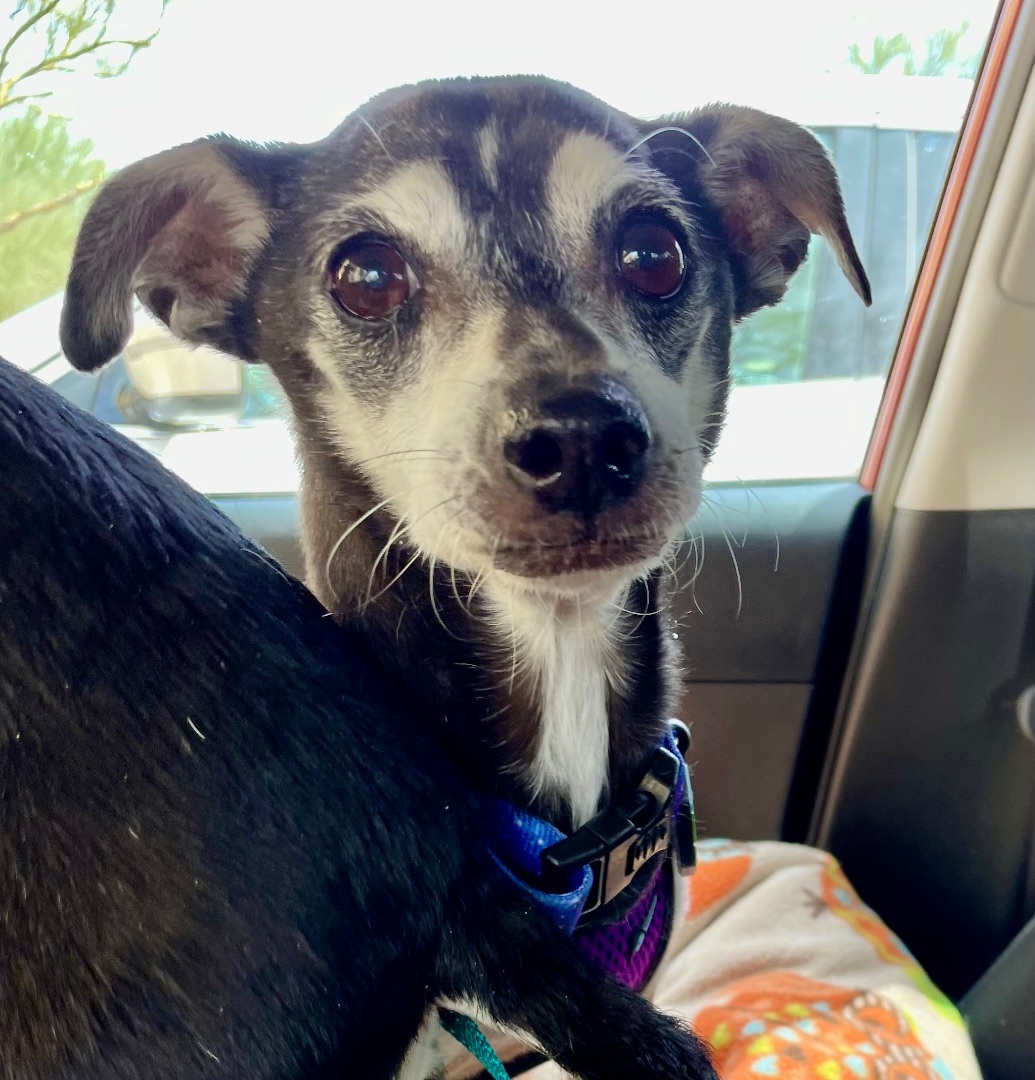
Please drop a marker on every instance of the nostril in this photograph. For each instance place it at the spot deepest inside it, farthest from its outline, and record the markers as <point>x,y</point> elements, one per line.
<point>539,455</point>
<point>622,447</point>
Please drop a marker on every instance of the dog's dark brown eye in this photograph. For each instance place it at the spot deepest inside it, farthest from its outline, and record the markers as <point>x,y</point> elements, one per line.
<point>650,258</point>
<point>371,280</point>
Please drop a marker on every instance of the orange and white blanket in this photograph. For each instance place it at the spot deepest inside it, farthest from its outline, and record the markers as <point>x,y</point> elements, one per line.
<point>781,968</point>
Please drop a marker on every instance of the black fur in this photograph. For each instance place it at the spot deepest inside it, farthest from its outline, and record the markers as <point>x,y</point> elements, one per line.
<point>226,848</point>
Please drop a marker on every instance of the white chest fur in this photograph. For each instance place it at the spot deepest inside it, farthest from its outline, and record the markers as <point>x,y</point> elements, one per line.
<point>565,650</point>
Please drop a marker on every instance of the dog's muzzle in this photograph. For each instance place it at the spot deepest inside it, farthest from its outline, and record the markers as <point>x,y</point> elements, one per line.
<point>581,449</point>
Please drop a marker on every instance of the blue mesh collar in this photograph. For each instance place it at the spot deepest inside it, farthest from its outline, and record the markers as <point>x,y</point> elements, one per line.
<point>596,871</point>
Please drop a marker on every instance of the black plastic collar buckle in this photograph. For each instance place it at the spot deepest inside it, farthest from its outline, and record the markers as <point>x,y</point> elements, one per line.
<point>621,839</point>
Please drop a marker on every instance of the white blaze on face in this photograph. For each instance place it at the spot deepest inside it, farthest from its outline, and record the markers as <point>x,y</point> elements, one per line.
<point>586,174</point>
<point>419,203</point>
<point>488,153</point>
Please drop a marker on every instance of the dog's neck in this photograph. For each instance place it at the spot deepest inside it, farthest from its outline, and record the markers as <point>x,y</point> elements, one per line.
<point>553,703</point>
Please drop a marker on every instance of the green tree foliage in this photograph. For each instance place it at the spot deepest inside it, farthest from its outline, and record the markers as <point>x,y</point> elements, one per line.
<point>45,175</point>
<point>941,55</point>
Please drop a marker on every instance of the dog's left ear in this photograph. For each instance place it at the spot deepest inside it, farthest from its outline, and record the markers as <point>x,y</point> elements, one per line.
<point>180,231</point>
<point>771,183</point>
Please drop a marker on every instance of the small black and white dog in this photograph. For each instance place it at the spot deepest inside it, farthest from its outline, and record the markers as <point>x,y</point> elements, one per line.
<point>501,313</point>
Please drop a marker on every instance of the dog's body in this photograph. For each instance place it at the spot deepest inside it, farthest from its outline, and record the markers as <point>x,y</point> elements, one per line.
<point>227,848</point>
<point>501,312</point>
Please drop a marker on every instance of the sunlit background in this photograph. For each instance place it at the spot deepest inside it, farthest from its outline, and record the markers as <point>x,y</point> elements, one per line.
<point>884,84</point>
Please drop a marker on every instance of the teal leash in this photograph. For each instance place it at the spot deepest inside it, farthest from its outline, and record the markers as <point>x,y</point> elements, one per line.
<point>469,1035</point>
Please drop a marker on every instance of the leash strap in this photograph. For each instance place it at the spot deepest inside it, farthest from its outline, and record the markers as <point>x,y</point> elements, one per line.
<point>469,1035</point>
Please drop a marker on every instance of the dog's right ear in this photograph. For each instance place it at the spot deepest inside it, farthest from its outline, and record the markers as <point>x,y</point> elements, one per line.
<point>180,230</point>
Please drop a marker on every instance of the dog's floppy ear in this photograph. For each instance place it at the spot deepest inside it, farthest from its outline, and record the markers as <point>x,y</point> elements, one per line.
<point>771,183</point>
<point>179,230</point>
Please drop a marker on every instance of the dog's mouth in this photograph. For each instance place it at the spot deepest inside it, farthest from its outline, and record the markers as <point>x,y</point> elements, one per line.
<point>576,556</point>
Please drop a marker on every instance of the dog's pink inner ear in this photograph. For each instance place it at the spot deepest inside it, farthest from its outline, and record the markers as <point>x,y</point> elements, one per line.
<point>195,266</point>
<point>773,184</point>
<point>192,259</point>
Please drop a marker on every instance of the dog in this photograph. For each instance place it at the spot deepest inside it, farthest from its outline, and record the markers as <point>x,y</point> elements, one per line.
<point>228,848</point>
<point>501,314</point>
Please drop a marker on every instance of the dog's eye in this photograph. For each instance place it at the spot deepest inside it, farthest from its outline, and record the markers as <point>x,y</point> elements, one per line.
<point>650,258</point>
<point>370,279</point>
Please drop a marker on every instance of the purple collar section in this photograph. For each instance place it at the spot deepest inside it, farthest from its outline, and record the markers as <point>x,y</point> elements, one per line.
<point>630,949</point>
<point>629,927</point>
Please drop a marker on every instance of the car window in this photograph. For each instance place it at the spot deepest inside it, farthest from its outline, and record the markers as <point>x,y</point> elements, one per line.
<point>884,85</point>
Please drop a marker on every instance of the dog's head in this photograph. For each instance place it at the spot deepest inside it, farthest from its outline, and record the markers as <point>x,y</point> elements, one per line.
<point>507,306</point>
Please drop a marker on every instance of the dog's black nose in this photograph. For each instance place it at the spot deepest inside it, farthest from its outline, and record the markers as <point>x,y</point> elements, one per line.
<point>582,449</point>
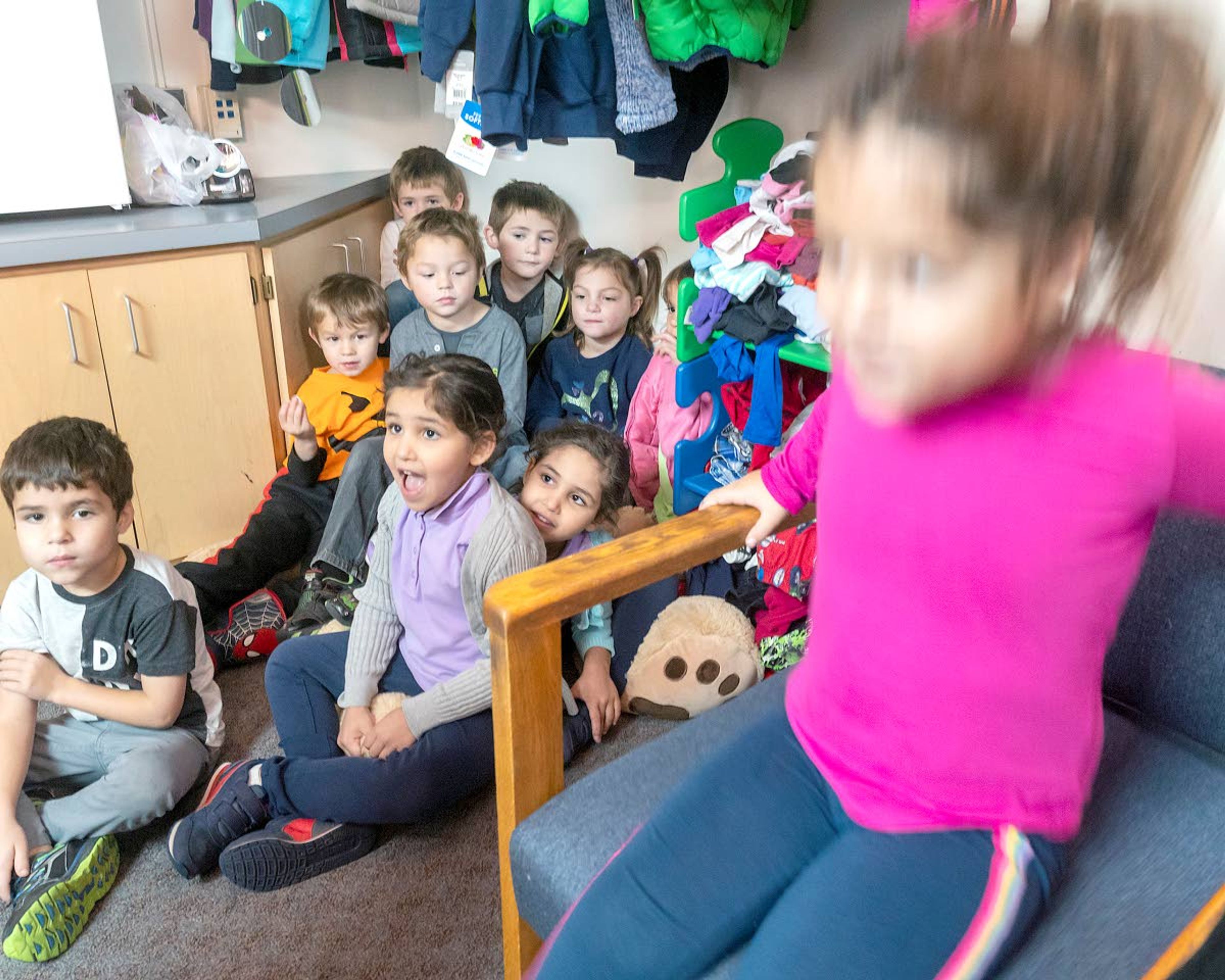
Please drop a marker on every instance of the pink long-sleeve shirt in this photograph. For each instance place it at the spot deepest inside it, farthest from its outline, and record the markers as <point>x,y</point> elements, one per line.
<point>656,424</point>
<point>972,573</point>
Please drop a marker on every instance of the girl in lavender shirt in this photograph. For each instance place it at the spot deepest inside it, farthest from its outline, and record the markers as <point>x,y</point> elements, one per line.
<point>446,533</point>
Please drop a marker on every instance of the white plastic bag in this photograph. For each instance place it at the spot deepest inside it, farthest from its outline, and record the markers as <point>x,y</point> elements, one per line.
<point>167,161</point>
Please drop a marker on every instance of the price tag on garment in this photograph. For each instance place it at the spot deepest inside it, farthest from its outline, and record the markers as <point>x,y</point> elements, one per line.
<point>455,91</point>
<point>467,149</point>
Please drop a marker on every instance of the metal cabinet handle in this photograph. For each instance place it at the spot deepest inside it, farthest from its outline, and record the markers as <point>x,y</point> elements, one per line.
<point>342,245</point>
<point>362,252</point>
<point>68,320</point>
<point>131,323</point>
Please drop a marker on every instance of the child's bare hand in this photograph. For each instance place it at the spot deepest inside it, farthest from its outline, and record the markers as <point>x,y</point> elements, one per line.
<point>595,688</point>
<point>35,675</point>
<point>391,734</point>
<point>750,492</point>
<point>630,520</point>
<point>14,856</point>
<point>357,726</point>
<point>294,421</point>
<point>666,342</point>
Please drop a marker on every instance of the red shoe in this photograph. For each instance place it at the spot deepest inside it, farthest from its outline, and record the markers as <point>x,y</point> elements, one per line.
<point>250,631</point>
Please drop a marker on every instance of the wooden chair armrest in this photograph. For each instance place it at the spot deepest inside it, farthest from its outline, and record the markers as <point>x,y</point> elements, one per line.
<point>1187,942</point>
<point>523,615</point>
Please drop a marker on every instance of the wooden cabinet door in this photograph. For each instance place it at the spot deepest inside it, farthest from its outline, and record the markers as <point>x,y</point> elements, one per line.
<point>52,366</point>
<point>188,389</point>
<point>296,265</point>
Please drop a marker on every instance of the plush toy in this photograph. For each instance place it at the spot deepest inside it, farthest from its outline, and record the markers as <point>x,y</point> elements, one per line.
<point>699,653</point>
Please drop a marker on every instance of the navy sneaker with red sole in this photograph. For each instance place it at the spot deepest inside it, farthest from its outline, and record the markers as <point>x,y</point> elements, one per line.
<point>290,850</point>
<point>231,809</point>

□ □ □ □

I'd like every record above written out again exactly, without the pictures.

Please drop a marker on every instance of the nostril in this photograph. For each instance place it at the spot deepest inside it, farthest from its outline, and record the markers as <point>x,y</point> elements, one per line.
<point>539,455</point>
<point>622,447</point>
Please drop a marker on every instance of the dog's dark brown eye in this photograph. For each instance place it at the spot deepest inside it, farthest from its outline, and record the markers as <point>x,y</point> elements, one per line.
<point>650,258</point>
<point>371,280</point>
Please drop a marker on every instance of the orange and white blanket in this photograph. For each instance place it at the spot deepest inside it, farthest from its outline, and record the markers as <point>x,y</point> elements, one per line.
<point>781,968</point>
Please drop a marker on every instance of the black fur in this photograph. For each instance place it at the spot deepest inside it, farthest from its outline, and record the markers as <point>x,y</point> elements, one per line.
<point>226,848</point>
Please drop a marker on every instance of the white chest fur in this photograph. For each instance place it at the spot deepest inside it, farthest from its outline, and record the markers as <point>x,y</point> elements, one per line.
<point>565,650</point>
Please drop a marker on every instance of the dog's muzzle in this photograph. For each instance place it at the spot deepest inside it, farthest from its outline, and record the markers as <point>x,y</point> elements, one per line.
<point>581,449</point>
Please drop a marker on every instance of the blue mesh collar in this photograph. For each instance place it at the spot deepest inside it, farthest from its outline, and record the markers as <point>x,y</point> elements, one per line.
<point>596,871</point>
Please drop a marker on every instance of the black plastic collar buckle in this photograph. For each instance place it at the spot deepest inside it, farthest from its outline, and record the markers as <point>x,y</point> elements, one per line.
<point>621,839</point>
Please drop a marker on every instance of the white blaze on face in this photograph. For each instance place it at the spot deepest inside it, farthest from its outline, and record the markers as <point>x,y</point> elements, one per line.
<point>586,174</point>
<point>419,203</point>
<point>488,153</point>
Please drop a marker on every instance of the dog's neck in this photograph. For each instance place it at the spot deepest inside it, farthest from its outline, and record the markers as <point>x,y</point> elements, one per line.
<point>553,703</point>
Please drop a marker on every instance of the green tree foliage in this photograph. For each instance place it at the spot deepest inside it, farthest from its outline, and record the markers as <point>x,y</point> elements, one per line.
<point>45,175</point>
<point>941,55</point>
Please drop a marker on every instance of the dog's left ear in this photograph. For each instance place it at the spot deepest inside it, farthest from its outline, and record the markers as <point>x,y</point> elements, one per line.
<point>180,231</point>
<point>771,183</point>
Please drop a marker on every instance of the small black and white dog in this photograph. For each instance place it at the spot deepest inside it, farthest from its outline, and record the markers as <point>x,y</point> elements, one per line.
<point>501,313</point>
Please drop a marker on every instance of the dog's body in this photograph. For each instance place it at the spot deepest inside it, farthest from its outline, and record the markers as <point>x,y</point> elements, one per line.
<point>227,848</point>
<point>501,312</point>
Please drop a marker on every instance of the sunlit background in this photograph. For each instance place it at the spot deepest inside it, farthest from its outline, and record the markers as <point>x,y</point> elements, one per line.
<point>884,84</point>
Please drop a marker on every instance of the teal leash in this photograph. For each instance place it at the spot deepest inside it, farthest from its outline, and record the markers as <point>x,y</point> elements, one per line.
<point>469,1035</point>
Please drop a marker on every instance of the leash strap in this photograph. For each instance place it at the spot deepest inside it, farthest from its outline, and record the markers as <point>x,y</point> elements, one per line.
<point>469,1035</point>
Please drop a marker on every instance of the dog's right ear in this photograph. For each instance place it at the spot deepest inside it, farthest from its outline, and record the markers as <point>x,y</point> elements, one per line.
<point>180,230</point>
Please drop a marker on every instance of the dog's floppy ear in this photograph. For each instance place it at the spot deepest inside it, farthest from its outline, and record the markers as <point>x,y</point> elements, one per line.
<point>771,183</point>
<point>179,230</point>
Please drop a marker on every instance of the dog's mouth in this photograph. For each instance place it at the spot deepest inside it, farthest from its outline, and record the markers as <point>x,y</point> elements, one per line.
<point>576,556</point>
Please drop a marker on every instance of the dog's pink inner ear in this photograph. For each instance place it at the spot deepest inside it, farthest from its outline, and record the markers as <point>x,y</point> elements, one per line.
<point>195,266</point>
<point>773,184</point>
<point>192,259</point>
Please drop a marker on every instance of the dog in this photograph. For each instance place it at the spot deepest inside it, farthest from its outline, and record the markers as <point>x,y</point> elements, one per line.
<point>228,848</point>
<point>501,314</point>
Please drop a marker on every instance of the dog's eye in this photograph. For each instance place it at the spot deepest inside it, farthest from its outline, and record the markers as <point>x,y</point> elements, one per line.
<point>650,258</point>
<point>370,279</point>
Please drop a marker on every instance of the purple collar section in this photograph. For each instance place it at the spot deepest inside it, farthest from its outline, and record the markers as <point>x,y</point> elements, one per line.
<point>630,949</point>
<point>629,927</point>
Please drop a marker on every instance of the car window in this photograph. For each instance place it at the spot deepest inside it, farthest from its outline, and record the markers as <point>x,y</point> elements, one per line.
<point>884,85</point>
Please drop a marker on every instance of the dog's head in this photograph. For each instance place it at the spot deepest inside it, farthest from its outline, and record the markers as <point>x,y</point> elements, one per line.
<point>507,306</point>
Please drop a marker on every instance of the dog's black nose in this photograph. For each instance place it at the spot deepest inside it, farthest from its outline, and record the markers as <point>x,y</point> elements, one per line.
<point>582,449</point>
Please drop a marker on every instance of the pink long-sleeve shirt in this photograph. For each instance place it at the spot deepest inside it, farthest from its outline, and record the markers as <point>x,y</point> elements, one per line.
<point>656,424</point>
<point>972,573</point>
Please drop a marker on every instance of the girl in lavender shirt in this photograph. For each instance place it at the spot deepest inside it, farthest from its outline, and record the markers as <point>x,y</point> elements, one per line.
<point>446,533</point>
Please drop a marker on every instance of the white plastic bag in this photograph. For each instance place it at the spot deepest inside it, farthest from its outline, and record the markers as <point>x,y</point> elements, one per line.
<point>167,161</point>
Please drop a marker on every instance of the price tag on garment in this photograph. For each instance place it at the spot deepest inside it, farthest from its outline, and record the markers as <point>x,y</point> elements, one per line.
<point>455,91</point>
<point>467,149</point>
Please drop a marker on every instance of the metal cabinet handle in this photograph. For each instance place it at the spot deepest inside it, farthest from its outline, and record the markers as <point>x,y</point> elements, one per line.
<point>342,245</point>
<point>362,252</point>
<point>68,320</point>
<point>131,323</point>
Please drop a marker on every instance of the child's bare hand in this photograph. For each instance place it at the spot deepest inside it, farthest from its outline, and record the markers as <point>x,y</point> elements, one per line.
<point>595,688</point>
<point>35,675</point>
<point>391,734</point>
<point>750,492</point>
<point>630,520</point>
<point>14,856</point>
<point>357,726</point>
<point>294,421</point>
<point>666,342</point>
Please drop a marker on every instance of the red shoe in this photograph. For each instance place it at the spot deepest inside it, farthest from its outline, and record the markers as <point>x,y</point> elements, one per line.
<point>250,631</point>
Please drop a marker on every instance of the wooden chair armrest in this photograph. For each instance place it at the spot deepest inside it, farthest from its outline, and record the markers as <point>x,y</point> elements, one per line.
<point>1187,942</point>
<point>523,615</point>
Please drop a marker on every instance of the wooden cabinet door in this photograph. For each instance place it at the spot deepest inside it, farthest from its outline, and record the markers as <point>x,y</point> elements, one per line.
<point>52,366</point>
<point>188,389</point>
<point>296,265</point>
Please drop a marker on every instance of the plush toy in this photograph. For each instance place it at the spot deepest inside it, farthest from its outline, and record the markers as <point>x,y</point> elements, one per line.
<point>699,653</point>
Please drop a marker on every instance of the navy sneaker with red sole in this photograph. For each instance place it at the spot deepest inside it, farthest from its outline, and record the markers as <point>x,y</point> elements, one per line.
<point>290,850</point>
<point>231,809</point>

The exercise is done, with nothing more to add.